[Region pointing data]
○ ○ ○ ○ ○
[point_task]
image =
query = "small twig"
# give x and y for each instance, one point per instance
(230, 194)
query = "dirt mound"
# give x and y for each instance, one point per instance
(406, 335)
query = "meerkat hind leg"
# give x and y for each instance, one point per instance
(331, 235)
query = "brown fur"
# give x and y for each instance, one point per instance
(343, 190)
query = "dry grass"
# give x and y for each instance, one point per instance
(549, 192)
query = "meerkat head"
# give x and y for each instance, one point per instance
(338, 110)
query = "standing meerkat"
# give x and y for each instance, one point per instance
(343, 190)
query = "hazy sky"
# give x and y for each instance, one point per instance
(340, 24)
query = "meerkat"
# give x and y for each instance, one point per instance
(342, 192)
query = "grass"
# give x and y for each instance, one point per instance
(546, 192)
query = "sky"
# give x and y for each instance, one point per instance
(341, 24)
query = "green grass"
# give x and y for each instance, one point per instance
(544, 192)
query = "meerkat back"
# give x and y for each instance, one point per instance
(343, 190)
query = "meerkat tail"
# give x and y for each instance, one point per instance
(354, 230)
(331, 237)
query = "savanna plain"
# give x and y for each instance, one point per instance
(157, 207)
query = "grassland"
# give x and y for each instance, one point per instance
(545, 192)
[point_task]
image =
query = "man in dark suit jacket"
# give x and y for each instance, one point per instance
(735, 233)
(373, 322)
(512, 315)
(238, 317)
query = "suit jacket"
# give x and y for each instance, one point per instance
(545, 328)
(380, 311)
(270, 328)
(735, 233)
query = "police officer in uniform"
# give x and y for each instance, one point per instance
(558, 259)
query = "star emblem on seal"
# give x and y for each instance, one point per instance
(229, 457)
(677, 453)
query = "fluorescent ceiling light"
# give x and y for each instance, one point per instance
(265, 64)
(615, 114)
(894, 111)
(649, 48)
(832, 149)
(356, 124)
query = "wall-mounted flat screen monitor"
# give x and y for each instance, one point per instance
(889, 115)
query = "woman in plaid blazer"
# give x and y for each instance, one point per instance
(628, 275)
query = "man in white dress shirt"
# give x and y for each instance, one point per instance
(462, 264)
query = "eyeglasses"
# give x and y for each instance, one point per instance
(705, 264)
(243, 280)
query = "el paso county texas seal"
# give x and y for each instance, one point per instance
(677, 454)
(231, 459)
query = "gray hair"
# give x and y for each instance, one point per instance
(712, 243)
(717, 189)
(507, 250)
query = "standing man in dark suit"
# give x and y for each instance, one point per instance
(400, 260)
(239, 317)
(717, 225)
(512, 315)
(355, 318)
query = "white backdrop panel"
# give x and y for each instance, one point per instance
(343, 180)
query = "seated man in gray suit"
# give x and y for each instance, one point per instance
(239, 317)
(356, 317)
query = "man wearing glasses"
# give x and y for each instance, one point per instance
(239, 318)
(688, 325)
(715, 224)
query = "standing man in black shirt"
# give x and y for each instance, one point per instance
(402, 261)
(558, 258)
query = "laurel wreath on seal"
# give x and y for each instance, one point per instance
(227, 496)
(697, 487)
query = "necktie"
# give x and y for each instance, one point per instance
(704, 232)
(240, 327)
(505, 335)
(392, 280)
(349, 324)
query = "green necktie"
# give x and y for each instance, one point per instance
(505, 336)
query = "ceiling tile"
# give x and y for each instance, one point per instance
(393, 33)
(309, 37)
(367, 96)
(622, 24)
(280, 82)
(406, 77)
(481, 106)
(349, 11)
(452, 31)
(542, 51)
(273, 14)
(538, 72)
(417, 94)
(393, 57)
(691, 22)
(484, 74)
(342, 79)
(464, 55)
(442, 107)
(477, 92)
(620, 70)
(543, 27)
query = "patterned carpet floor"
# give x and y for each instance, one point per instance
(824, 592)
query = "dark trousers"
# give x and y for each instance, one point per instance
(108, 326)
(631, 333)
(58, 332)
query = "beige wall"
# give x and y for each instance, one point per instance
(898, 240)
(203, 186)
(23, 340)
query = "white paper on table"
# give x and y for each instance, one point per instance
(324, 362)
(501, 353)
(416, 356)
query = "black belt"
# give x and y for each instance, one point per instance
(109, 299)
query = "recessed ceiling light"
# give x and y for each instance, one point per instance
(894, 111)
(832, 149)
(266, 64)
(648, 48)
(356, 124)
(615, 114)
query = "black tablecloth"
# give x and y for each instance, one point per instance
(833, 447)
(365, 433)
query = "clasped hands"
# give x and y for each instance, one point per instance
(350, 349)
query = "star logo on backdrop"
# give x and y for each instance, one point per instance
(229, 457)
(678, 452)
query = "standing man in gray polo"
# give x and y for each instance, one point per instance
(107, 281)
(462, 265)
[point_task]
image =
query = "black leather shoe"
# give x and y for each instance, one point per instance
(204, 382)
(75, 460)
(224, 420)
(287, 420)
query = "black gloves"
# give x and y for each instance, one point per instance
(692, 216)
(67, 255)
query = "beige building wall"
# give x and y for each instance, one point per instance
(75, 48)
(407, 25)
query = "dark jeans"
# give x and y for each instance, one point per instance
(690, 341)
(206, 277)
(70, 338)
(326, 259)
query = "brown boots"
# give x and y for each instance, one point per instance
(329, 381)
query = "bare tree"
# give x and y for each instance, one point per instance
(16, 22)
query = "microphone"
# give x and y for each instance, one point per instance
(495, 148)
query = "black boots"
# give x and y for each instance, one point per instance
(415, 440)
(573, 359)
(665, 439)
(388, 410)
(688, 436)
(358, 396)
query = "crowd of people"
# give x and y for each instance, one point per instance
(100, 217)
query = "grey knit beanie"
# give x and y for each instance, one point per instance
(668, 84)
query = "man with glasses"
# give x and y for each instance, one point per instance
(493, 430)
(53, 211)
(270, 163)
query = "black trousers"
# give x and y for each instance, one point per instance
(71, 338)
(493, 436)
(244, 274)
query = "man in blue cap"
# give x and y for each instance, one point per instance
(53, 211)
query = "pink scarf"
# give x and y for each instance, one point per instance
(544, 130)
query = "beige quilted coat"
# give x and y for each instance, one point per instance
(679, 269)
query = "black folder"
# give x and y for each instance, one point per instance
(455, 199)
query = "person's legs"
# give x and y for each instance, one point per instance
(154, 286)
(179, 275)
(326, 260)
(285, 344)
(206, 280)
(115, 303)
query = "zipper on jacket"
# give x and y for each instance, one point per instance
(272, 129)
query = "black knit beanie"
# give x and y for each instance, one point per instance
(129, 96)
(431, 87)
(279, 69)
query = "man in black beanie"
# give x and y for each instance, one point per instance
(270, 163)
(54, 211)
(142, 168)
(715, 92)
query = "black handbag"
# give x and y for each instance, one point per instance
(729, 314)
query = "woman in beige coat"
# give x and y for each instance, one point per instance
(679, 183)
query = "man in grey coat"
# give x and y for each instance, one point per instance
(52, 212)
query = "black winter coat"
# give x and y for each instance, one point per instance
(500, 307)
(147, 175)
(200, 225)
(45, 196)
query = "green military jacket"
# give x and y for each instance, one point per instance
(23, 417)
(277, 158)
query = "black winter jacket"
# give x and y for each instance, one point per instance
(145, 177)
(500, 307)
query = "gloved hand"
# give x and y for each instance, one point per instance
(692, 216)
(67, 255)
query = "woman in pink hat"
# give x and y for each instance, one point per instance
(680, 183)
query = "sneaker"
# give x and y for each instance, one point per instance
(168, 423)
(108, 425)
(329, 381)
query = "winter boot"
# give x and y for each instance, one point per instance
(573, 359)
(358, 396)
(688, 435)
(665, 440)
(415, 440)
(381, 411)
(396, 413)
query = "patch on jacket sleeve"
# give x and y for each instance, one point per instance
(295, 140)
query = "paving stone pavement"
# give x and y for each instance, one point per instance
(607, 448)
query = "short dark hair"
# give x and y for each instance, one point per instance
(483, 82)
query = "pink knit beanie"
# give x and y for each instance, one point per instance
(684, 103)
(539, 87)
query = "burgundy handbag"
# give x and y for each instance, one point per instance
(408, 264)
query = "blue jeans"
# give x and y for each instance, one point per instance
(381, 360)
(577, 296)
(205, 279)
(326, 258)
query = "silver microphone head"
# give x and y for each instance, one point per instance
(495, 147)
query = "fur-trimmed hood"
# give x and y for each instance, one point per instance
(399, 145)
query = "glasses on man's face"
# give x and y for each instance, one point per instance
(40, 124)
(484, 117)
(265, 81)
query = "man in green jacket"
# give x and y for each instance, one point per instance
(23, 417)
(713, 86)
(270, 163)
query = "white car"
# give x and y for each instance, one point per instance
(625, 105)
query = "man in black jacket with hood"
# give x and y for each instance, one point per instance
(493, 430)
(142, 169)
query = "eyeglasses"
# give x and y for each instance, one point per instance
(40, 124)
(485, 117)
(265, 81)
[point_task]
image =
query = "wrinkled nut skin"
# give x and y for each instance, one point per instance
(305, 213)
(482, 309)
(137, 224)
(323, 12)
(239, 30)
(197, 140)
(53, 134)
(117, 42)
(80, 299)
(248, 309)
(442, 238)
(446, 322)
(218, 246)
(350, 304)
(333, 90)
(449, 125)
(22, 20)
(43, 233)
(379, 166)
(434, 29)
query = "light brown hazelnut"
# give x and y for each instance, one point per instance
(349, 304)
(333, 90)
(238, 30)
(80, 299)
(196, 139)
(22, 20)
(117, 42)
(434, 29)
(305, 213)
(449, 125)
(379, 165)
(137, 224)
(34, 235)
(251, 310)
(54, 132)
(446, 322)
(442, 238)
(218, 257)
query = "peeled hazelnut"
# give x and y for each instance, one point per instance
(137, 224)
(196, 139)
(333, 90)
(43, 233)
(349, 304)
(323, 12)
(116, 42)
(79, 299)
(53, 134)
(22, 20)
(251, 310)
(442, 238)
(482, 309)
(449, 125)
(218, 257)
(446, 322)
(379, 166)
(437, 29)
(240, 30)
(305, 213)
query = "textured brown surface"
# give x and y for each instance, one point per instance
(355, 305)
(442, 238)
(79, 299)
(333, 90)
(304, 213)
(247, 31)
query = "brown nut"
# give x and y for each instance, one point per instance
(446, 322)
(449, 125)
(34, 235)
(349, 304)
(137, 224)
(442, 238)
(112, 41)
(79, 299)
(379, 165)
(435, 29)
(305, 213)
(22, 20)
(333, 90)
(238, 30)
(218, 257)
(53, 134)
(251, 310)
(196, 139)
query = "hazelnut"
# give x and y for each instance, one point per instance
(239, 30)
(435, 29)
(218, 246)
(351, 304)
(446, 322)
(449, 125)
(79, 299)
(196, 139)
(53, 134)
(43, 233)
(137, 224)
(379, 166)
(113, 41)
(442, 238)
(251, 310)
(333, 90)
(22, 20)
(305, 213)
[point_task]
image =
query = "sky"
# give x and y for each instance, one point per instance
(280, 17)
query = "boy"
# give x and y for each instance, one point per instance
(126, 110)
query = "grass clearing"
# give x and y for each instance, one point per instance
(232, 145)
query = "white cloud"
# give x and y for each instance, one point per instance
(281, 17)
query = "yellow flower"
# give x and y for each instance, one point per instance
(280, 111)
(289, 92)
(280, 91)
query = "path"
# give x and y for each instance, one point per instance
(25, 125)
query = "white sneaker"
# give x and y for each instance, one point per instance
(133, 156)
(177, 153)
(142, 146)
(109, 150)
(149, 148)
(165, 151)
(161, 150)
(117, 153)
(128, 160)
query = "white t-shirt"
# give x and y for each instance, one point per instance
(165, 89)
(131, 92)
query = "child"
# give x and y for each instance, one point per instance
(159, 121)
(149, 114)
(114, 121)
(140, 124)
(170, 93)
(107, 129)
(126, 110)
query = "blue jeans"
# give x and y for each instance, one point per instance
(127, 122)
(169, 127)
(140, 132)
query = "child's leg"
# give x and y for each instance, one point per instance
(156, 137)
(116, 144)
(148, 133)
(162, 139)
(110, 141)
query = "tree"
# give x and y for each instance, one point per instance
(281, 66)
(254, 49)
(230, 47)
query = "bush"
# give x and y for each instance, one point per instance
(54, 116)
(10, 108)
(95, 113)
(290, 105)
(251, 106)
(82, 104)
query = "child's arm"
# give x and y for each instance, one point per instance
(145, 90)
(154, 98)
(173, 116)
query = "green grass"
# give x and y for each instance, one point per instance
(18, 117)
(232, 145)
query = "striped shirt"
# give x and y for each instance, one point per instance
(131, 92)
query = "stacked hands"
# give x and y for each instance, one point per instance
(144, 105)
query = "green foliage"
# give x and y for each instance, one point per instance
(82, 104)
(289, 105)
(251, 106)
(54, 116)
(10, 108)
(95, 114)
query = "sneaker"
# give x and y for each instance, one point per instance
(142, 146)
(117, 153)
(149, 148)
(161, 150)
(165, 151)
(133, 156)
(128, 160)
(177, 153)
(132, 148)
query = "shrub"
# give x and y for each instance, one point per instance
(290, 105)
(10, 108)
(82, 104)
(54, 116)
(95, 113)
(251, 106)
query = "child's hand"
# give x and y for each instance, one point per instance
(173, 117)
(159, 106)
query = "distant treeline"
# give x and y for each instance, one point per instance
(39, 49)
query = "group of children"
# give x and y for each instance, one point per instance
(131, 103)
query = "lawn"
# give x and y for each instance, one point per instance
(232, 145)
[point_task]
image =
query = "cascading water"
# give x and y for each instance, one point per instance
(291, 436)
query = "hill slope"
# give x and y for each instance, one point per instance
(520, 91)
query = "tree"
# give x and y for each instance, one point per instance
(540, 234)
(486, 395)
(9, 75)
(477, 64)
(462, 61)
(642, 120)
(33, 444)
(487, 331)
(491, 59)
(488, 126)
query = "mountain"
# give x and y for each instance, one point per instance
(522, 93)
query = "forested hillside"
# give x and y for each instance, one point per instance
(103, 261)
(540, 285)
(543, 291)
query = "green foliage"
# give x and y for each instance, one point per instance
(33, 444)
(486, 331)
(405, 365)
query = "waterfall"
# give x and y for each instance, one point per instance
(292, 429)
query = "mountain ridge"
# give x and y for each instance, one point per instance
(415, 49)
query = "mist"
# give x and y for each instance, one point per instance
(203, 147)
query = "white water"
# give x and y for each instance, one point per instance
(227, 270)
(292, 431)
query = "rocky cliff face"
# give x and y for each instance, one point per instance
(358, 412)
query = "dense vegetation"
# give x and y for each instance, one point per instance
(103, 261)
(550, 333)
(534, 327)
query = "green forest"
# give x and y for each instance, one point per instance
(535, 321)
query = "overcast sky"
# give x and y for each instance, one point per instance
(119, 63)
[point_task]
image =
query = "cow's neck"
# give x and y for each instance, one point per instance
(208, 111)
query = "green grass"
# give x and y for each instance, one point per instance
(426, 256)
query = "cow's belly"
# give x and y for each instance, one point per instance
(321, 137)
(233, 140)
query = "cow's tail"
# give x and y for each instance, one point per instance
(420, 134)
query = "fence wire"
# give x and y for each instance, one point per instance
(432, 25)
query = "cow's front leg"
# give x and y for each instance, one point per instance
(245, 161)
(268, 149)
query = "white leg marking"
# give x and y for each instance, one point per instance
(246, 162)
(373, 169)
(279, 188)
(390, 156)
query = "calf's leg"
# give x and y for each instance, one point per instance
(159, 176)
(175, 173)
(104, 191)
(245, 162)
○ ○ ○ ○ ○
**What you have to do**
For every line above that includes the word "boots", return the line.

**Result for this task**
query = "brown boots"
query = "black boots"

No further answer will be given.